(Location labeling records)
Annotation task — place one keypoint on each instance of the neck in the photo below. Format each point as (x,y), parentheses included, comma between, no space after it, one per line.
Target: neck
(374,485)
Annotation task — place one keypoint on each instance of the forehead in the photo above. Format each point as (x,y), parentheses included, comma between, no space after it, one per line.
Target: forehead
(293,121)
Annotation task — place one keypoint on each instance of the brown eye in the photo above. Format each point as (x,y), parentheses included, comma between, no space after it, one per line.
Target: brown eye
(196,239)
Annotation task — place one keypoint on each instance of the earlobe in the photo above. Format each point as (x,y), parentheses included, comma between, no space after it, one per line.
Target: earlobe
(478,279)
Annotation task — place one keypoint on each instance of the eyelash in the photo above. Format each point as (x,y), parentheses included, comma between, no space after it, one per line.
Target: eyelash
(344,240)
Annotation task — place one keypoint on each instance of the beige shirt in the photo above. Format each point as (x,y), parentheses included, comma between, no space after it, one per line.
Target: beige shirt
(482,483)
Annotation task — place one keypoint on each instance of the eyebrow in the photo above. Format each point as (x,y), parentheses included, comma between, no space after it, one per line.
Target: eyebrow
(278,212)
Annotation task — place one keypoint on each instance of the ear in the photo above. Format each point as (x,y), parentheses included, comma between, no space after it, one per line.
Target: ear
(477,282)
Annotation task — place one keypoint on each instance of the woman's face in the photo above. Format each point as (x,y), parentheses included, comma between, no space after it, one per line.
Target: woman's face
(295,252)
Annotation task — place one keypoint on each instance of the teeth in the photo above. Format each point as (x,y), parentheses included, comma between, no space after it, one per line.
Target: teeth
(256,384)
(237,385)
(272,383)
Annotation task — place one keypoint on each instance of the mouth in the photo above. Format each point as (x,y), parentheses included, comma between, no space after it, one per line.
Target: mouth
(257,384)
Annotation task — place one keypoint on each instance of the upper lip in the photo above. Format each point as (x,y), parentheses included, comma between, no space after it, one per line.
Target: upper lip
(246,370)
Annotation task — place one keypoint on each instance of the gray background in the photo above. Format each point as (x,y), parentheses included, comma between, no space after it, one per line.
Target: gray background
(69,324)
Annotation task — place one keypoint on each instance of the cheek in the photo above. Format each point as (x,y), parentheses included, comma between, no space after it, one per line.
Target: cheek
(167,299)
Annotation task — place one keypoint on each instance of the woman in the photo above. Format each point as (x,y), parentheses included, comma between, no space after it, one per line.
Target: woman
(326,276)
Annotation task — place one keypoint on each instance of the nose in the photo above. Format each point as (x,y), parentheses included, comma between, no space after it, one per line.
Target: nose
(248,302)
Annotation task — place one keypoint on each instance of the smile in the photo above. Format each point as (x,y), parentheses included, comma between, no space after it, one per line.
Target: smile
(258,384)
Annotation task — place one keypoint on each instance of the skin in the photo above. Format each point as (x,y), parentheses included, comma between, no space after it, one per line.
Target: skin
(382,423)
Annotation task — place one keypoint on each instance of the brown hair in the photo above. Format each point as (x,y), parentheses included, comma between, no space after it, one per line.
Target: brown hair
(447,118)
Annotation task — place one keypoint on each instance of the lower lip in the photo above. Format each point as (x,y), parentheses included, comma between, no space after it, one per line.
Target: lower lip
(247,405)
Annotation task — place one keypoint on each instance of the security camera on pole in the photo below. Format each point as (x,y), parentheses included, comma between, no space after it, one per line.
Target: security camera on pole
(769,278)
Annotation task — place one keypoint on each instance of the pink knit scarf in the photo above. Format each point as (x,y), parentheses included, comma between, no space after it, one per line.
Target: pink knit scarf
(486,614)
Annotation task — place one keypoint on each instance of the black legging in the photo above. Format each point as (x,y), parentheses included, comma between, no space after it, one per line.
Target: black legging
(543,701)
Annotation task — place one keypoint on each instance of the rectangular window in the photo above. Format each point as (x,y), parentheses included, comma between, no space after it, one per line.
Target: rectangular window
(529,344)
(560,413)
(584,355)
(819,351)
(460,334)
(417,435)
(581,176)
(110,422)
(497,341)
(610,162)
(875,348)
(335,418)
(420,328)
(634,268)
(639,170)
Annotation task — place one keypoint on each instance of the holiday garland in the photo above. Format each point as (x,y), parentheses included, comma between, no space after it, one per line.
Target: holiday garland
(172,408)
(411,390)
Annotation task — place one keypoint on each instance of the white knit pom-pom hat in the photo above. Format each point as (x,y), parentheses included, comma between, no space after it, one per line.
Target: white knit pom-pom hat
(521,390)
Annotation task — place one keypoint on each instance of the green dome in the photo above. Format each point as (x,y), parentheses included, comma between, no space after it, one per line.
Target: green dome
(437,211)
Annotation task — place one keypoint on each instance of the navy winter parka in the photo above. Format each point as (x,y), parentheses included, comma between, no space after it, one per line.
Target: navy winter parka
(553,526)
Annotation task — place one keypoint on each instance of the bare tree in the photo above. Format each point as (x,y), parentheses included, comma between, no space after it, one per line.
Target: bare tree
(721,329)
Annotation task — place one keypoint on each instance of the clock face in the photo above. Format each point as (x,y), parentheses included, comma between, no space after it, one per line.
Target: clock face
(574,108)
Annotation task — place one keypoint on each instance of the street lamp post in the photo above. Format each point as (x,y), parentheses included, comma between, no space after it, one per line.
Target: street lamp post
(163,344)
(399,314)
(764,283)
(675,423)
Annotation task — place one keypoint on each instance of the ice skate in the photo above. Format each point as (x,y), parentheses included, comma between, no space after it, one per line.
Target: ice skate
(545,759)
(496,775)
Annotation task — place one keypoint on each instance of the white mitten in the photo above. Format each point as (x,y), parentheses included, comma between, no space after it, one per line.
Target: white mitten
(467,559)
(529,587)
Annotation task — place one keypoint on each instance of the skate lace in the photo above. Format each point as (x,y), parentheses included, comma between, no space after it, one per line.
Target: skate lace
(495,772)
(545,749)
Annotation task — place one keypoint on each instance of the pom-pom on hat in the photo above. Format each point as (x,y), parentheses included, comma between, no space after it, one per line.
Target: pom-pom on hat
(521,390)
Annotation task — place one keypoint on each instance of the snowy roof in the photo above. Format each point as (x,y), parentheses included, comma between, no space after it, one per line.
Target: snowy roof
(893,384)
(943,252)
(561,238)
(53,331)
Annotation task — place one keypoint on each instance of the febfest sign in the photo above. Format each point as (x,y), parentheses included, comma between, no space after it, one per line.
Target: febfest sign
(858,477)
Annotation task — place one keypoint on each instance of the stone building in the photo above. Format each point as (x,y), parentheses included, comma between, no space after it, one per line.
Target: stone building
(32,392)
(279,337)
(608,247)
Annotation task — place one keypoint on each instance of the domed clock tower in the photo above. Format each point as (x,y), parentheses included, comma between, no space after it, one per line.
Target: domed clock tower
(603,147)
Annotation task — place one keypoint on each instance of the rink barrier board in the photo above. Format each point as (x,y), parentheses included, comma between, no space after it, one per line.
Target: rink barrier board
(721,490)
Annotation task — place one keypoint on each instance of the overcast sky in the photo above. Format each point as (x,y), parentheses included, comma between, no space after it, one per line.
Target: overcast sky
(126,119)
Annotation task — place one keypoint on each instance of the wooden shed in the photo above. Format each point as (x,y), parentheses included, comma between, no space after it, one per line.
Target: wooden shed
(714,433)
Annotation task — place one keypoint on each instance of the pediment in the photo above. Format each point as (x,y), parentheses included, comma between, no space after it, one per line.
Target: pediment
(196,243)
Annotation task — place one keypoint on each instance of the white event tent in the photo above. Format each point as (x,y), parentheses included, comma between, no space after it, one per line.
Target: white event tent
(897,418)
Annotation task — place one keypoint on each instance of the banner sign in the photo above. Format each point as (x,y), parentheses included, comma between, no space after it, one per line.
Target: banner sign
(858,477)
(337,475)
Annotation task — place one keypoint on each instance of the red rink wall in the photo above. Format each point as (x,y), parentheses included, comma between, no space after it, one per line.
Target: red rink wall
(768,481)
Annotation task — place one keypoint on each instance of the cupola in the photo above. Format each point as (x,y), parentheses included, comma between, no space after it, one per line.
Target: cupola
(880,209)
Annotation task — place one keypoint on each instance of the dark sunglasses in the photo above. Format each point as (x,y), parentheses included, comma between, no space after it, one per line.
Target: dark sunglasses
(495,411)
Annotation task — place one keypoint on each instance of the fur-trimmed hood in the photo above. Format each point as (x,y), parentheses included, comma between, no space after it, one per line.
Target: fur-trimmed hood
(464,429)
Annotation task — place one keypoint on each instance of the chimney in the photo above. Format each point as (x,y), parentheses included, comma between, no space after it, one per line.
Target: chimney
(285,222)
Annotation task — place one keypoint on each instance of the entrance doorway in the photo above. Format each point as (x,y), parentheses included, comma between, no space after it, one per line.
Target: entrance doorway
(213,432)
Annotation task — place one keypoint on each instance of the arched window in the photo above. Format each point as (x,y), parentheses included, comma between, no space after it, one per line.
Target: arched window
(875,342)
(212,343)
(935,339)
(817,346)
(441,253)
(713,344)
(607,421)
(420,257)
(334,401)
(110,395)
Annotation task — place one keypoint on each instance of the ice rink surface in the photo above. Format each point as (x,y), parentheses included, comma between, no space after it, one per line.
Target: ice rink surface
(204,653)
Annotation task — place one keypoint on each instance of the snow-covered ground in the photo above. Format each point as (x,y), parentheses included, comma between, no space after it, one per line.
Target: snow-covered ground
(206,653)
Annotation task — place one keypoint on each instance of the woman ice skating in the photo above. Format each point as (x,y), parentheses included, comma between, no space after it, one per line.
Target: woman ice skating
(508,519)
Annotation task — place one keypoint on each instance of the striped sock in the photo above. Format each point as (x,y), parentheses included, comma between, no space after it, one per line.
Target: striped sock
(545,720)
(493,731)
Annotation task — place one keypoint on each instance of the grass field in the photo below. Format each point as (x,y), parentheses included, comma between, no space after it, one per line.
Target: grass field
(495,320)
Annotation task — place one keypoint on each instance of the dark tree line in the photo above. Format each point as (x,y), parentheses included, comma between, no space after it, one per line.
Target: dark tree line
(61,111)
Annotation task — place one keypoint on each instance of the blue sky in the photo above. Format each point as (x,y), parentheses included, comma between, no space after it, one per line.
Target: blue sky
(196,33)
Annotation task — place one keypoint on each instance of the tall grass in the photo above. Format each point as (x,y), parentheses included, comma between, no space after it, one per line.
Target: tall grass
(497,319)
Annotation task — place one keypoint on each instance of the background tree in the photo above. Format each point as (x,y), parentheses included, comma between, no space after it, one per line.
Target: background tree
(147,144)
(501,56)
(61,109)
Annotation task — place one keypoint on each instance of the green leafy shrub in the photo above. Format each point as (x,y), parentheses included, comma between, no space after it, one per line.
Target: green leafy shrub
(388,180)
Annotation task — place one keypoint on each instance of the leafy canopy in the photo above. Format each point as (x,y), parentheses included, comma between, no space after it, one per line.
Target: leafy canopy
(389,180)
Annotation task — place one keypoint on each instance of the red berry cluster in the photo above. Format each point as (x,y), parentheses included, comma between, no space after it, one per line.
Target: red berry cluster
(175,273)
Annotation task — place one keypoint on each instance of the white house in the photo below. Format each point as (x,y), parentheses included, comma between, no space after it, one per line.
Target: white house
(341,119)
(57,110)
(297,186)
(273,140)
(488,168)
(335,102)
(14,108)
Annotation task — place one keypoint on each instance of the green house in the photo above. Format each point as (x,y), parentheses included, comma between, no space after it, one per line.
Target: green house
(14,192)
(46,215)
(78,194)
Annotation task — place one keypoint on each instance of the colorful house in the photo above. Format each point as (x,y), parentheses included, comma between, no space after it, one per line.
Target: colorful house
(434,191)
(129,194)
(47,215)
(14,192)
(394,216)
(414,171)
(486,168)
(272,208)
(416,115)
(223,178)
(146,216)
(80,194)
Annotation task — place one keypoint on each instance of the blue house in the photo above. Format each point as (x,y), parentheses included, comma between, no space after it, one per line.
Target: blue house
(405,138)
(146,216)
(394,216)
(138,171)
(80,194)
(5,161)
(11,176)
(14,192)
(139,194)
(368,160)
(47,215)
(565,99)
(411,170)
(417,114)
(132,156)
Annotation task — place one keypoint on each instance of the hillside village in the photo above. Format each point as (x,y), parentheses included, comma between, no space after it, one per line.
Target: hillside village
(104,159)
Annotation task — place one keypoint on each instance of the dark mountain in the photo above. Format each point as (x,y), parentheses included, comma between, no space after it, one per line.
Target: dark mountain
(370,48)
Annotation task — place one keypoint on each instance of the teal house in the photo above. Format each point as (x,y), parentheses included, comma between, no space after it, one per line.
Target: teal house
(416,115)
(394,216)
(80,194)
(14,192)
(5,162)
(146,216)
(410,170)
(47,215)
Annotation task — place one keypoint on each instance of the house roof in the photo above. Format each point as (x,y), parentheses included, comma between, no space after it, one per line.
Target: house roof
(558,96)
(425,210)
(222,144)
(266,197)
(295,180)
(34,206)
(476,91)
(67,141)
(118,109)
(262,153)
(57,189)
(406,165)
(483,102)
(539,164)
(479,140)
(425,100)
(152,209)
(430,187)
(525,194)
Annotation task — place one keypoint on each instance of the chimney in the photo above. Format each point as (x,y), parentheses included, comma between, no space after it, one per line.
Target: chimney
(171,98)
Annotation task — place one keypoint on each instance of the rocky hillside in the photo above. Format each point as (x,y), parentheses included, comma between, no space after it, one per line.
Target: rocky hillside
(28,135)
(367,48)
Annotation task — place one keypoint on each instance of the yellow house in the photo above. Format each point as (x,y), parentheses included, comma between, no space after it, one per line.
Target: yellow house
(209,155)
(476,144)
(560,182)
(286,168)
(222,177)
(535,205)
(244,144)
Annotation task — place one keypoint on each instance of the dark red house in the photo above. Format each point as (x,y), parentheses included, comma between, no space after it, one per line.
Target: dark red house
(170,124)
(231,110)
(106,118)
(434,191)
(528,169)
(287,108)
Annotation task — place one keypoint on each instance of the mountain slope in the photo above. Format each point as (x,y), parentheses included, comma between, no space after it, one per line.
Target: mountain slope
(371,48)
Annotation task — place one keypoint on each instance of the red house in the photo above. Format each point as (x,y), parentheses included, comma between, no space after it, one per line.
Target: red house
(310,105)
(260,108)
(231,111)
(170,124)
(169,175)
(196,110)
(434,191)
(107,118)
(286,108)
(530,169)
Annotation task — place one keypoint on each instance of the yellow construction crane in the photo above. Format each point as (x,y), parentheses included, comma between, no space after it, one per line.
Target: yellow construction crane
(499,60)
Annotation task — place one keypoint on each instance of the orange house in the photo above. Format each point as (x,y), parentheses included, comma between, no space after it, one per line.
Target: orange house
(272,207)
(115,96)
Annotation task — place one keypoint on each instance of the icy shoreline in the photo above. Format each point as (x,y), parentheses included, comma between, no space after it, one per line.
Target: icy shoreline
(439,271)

- STATED GOAL -
Please arrange the lines of the records as a Markdown table with the columns "No." and "Line", starting at the line that contains "of the orange" and ending at the last line of the records, with both included. Leave out any blank lines.

- WORKED ANSWER -
| No. | Line |
|---|---|
| 1 | Annotation task — place one keypoint on each instance of the orange house in the photo above. Format each point as (x,y), parentheses included, comma between, no space after it, one per line. |
| 2 | Target: orange house |
| 3 | (272,207) |
| 4 | (115,96) |
| 5 | Annotation task — place one keypoint on each instance of the icy shoreline in the photo above. Format each point as (x,y), parentheses included, comma between, no space after it, one per line. |
| 6 | Target: icy shoreline |
| 7 | (439,271) |